■ TASK BRIEF:
Give the listing again in full, exactly as written.

■ GIVEN INFORMATION:
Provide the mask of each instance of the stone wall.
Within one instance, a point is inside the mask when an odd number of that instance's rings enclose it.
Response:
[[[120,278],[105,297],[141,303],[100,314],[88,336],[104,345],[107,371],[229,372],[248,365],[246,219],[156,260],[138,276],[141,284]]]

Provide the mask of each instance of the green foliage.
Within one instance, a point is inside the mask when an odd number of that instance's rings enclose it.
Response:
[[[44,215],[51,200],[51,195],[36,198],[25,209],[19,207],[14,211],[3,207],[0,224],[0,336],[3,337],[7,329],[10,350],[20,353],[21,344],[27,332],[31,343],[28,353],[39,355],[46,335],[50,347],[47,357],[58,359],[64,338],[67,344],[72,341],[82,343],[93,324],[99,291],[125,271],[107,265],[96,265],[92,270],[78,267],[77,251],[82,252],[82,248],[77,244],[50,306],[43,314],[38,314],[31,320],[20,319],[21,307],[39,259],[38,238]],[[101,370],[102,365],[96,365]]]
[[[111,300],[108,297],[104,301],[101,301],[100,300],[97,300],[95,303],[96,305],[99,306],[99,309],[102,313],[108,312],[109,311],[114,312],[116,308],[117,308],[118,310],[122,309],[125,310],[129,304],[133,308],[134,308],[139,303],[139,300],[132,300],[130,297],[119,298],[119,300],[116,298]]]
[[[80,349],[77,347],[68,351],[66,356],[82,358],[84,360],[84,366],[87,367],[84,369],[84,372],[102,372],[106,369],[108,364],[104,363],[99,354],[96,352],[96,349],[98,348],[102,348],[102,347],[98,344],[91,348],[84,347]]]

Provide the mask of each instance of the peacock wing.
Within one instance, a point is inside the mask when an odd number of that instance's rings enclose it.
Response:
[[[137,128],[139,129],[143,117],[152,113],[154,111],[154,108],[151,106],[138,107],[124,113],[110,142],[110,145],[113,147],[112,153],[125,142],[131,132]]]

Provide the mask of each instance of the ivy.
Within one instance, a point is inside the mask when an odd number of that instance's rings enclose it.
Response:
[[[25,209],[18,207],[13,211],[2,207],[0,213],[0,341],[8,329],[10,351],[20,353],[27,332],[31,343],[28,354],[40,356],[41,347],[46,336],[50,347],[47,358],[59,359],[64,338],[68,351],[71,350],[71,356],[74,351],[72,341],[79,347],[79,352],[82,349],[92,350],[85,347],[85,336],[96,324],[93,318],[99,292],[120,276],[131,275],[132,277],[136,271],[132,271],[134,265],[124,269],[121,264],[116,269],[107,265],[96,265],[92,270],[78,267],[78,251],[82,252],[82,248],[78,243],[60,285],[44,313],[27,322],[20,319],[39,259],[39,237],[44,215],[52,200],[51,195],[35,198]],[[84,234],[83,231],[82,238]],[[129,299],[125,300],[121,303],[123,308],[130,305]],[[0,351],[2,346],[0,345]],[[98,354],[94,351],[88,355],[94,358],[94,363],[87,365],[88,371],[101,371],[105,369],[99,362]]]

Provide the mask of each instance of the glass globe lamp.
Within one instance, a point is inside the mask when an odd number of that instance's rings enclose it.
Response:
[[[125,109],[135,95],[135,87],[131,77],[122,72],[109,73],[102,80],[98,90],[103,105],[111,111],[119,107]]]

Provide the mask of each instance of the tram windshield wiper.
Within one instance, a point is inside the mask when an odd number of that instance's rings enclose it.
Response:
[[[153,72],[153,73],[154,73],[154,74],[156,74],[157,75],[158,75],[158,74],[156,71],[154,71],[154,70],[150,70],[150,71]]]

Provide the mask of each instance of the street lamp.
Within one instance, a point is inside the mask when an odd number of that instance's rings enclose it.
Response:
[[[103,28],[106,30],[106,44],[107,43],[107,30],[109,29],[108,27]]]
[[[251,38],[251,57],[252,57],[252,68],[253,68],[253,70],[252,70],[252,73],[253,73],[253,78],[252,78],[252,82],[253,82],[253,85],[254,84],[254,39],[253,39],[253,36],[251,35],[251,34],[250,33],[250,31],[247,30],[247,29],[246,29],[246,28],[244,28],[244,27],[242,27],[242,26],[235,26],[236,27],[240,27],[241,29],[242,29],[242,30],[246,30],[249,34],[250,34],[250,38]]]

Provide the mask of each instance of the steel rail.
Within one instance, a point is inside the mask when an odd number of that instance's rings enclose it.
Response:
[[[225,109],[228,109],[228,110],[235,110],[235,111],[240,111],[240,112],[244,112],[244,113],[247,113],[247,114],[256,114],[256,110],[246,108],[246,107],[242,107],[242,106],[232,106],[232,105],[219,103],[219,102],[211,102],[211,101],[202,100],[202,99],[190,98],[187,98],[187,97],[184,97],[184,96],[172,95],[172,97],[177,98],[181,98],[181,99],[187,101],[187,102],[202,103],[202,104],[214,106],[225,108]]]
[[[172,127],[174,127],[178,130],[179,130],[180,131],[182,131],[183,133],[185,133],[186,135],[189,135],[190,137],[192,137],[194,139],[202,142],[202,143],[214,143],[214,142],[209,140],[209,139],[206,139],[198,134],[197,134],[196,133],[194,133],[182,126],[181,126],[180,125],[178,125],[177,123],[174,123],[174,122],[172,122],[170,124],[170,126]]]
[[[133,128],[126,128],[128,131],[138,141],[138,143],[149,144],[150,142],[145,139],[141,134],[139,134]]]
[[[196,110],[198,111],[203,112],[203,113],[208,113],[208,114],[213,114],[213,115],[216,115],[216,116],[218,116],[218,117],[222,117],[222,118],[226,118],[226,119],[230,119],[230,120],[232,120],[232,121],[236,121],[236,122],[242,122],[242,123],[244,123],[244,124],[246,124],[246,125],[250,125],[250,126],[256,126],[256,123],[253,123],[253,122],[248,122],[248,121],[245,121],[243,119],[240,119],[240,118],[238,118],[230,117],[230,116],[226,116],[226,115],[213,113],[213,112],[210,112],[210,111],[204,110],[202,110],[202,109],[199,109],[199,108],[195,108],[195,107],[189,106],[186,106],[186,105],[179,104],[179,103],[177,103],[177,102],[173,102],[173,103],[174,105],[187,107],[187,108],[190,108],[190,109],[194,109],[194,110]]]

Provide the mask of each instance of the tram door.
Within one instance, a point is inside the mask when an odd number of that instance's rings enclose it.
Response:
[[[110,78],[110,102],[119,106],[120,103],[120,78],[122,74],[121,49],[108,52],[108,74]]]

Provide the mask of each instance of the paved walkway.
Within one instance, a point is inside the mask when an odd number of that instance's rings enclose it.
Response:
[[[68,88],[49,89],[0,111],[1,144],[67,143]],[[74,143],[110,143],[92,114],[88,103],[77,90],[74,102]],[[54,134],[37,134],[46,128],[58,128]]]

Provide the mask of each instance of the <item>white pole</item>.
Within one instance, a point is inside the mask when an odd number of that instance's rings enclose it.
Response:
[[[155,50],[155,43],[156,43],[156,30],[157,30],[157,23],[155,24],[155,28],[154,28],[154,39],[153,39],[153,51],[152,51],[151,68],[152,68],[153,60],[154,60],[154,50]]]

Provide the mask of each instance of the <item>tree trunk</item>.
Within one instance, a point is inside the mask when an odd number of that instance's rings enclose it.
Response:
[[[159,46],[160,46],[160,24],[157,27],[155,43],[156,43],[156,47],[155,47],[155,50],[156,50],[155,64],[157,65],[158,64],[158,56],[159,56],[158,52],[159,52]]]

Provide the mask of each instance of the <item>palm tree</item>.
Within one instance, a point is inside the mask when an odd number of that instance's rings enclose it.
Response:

■ SOLVED EXERCISE:
Provide the mask of each instance of the stone wall.
Within one instance, a point is inside the mask when an odd number of that instance's rings enclose it.
Response:
[[[120,278],[105,297],[141,303],[100,314],[88,336],[104,345],[107,371],[229,372],[248,365],[246,219],[156,260],[138,276],[141,284]]]

Provide the mask of each instance of the green foliage.
Within one instance, a point is inside the mask when an odd number of that instance's rings enclose it.
Response:
[[[44,215],[51,200],[51,195],[36,198],[25,209],[19,207],[14,211],[3,207],[0,224],[0,336],[3,337],[7,329],[10,350],[20,353],[21,344],[27,332],[31,343],[28,353],[39,355],[46,335],[50,347],[47,357],[58,359],[64,338],[67,344],[72,341],[82,343],[93,324],[99,291],[125,271],[107,265],[96,265],[92,270],[78,267],[77,251],[82,252],[82,248],[77,244],[50,306],[43,314],[38,314],[31,320],[20,319],[21,307],[39,259],[38,238]],[[101,370],[102,365],[96,365]]]
[[[111,300],[108,297],[104,301],[101,301],[100,300],[97,300],[95,303],[96,305],[99,306],[99,309],[102,313],[108,312],[109,311],[114,312],[116,308],[117,308],[118,310],[122,309],[125,310],[129,304],[133,308],[134,308],[139,303],[139,300],[132,300],[130,297],[119,298],[119,300],[116,298]]]
[[[80,349],[77,347],[68,351],[66,356],[82,358],[84,360],[84,366],[87,367],[84,369],[84,372],[102,372],[106,369],[108,364],[104,363],[99,354],[96,352],[96,349],[98,348],[102,348],[102,347],[98,344],[91,348],[84,347]]]

Provide the mask of each instance of the peacock wing.
Within one instance, a point is inside the mask when an odd number of that instance's rings enclose it.
Response:
[[[137,128],[139,129],[143,117],[152,113],[154,111],[154,108],[151,106],[138,107],[124,113],[110,142],[110,145],[113,147],[112,153],[125,142],[131,132]]]

Provide the mask of each instance of the ivy.
Within one instance, a point is inside the mask when an odd number of that instance's rings enclose it.
Response:
[[[25,209],[18,207],[13,211],[2,207],[0,213],[0,341],[8,329],[10,351],[20,353],[27,332],[31,343],[28,354],[40,356],[41,347],[46,336],[50,347],[47,358],[59,359],[64,338],[68,351],[71,350],[71,356],[74,351],[72,341],[79,347],[79,352],[82,349],[92,350],[85,347],[85,336],[96,324],[93,318],[99,292],[120,276],[131,275],[132,277],[136,271],[132,271],[134,265],[124,269],[121,264],[116,269],[107,265],[96,265],[92,270],[78,267],[78,251],[82,252],[82,248],[78,243],[60,285],[44,313],[27,322],[20,319],[39,259],[39,237],[44,215],[52,200],[51,195],[35,198]],[[84,234],[83,231],[82,238]],[[129,299],[125,300],[121,303],[123,308],[130,305]],[[0,351],[2,346],[0,345]],[[98,354],[94,351],[88,355],[94,358],[94,363],[87,365],[88,371],[101,371],[105,369],[99,362]]]

Provide the mask of each instance of the glass globe lamp.
Within one instance, a point is inside the mask when an odd number of that instance's rings enclose it.
Response:
[[[125,109],[135,95],[135,87],[131,77],[122,72],[109,73],[102,80],[98,90],[103,105],[111,111],[119,107]]]

Provide the mask of each instance of the tram windshield wiper.
Within one instance, a point is inside the mask when an odd number of that instance's rings enclose it.
Response:
[[[153,72],[153,73],[154,73],[154,74],[156,74],[157,75],[158,75],[158,74],[156,71],[154,71],[154,70],[150,70],[150,71]]]

Provide the mask of each instance of the street lamp.
Within one instance, a point is inside the mask when an odd number of that instance's rings enclose it.
Response:
[[[103,28],[106,30],[106,44],[107,43],[107,30],[109,29],[108,27]]]
[[[251,38],[251,57],[252,57],[252,68],[253,68],[253,70],[252,70],[252,73],[253,73],[253,78],[252,78],[252,82],[253,82],[253,85],[254,84],[254,39],[253,39],[253,36],[251,35],[251,34],[250,33],[250,31],[247,30],[247,29],[246,29],[246,28],[244,28],[244,27],[242,27],[242,26],[235,26],[236,27],[240,27],[241,29],[242,29],[242,30],[246,30],[249,34],[250,34],[250,38]]]

Provide the mask of each instance of the steel rail.
Within one instance, a point is inside the mask when an odd number of that instance's rings enclose it.
Response:
[[[225,109],[228,109],[228,110],[235,110],[235,111],[240,111],[240,112],[244,112],[244,113],[247,113],[247,114],[256,114],[256,110],[246,108],[246,107],[242,107],[242,106],[232,106],[232,105],[219,103],[219,102],[211,102],[211,101],[202,100],[202,99],[190,98],[187,98],[187,97],[184,97],[184,96],[172,95],[172,97],[177,98],[181,98],[181,99],[187,101],[187,102],[202,103],[202,104],[214,106],[225,108]]]
[[[172,127],[174,127],[178,130],[179,130],[180,131],[182,131],[183,133],[185,133],[186,135],[189,135],[190,137],[192,137],[194,139],[202,142],[202,143],[214,143],[214,142],[209,140],[209,139],[206,139],[198,134],[197,134],[196,133],[194,133],[182,126],[181,126],[180,125],[178,125],[177,123],[174,123],[174,122],[172,122],[170,124],[170,126]]]
[[[133,128],[126,128],[128,131],[138,141],[138,143],[149,144],[150,142],[145,139],[141,134],[139,134]]]
[[[196,110],[198,111],[203,112],[203,113],[208,113],[208,114],[213,114],[213,115],[216,115],[216,116],[218,116],[218,117],[222,117],[222,118],[226,118],[226,119],[230,119],[230,120],[232,120],[232,121],[236,121],[236,122],[242,122],[242,123],[244,123],[244,124],[246,124],[246,125],[250,125],[250,126],[256,126],[256,123],[253,123],[253,122],[248,122],[248,121],[245,121],[243,119],[240,119],[240,118],[238,118],[230,117],[230,116],[226,116],[226,115],[213,113],[213,112],[210,112],[210,111],[204,110],[202,110],[202,109],[199,109],[199,108],[195,108],[195,107],[189,106],[186,106],[186,105],[179,104],[179,103],[177,103],[177,102],[173,102],[173,103],[174,105],[187,107],[187,108],[190,108],[190,109],[194,109],[194,110]]]

Provide the mask of each instance of the tram door.
Within one instance, a point is inside the mask when an odd number of that instance's rings enclose it.
Response:
[[[110,78],[110,102],[119,106],[120,103],[120,78],[122,74],[121,49],[108,52],[108,74]]]

Provide the mask of each instance of the paved walkway.
Within one instance, a point is inside the mask when an odd number of that instance's rings enclose it.
Response:
[[[68,88],[49,89],[0,111],[1,144],[67,143]],[[74,143],[110,143],[92,114],[88,103],[77,90],[74,102]],[[54,134],[37,134],[46,128],[58,128]]]

Provide the mask of each instance of the <item>white pole</item>.
Within one instance, a point is inside the mask when an odd number of that instance's rings enclose it.
Response:
[[[155,50],[155,43],[156,43],[156,30],[157,30],[157,23],[155,24],[155,28],[154,28],[154,39],[153,39],[153,51],[152,51],[151,68],[152,68],[153,60],[154,60],[154,50]]]

Provide the mask of each instance of the <item>tree trunk</item>.
Within one instance, a point is inside the mask when an odd number of that instance's rings enclose it.
Response:
[[[159,46],[160,46],[160,24],[157,27],[155,43],[156,43],[156,47],[155,47],[155,50],[156,50],[155,64],[157,65],[158,64],[158,56],[159,56],[158,52],[159,52]]]

Provide the mask of each instance of the <item>palm tree</item>.
Within one instance, a point is inside the mask when an odd number of that instance's rings enclose it.
Response:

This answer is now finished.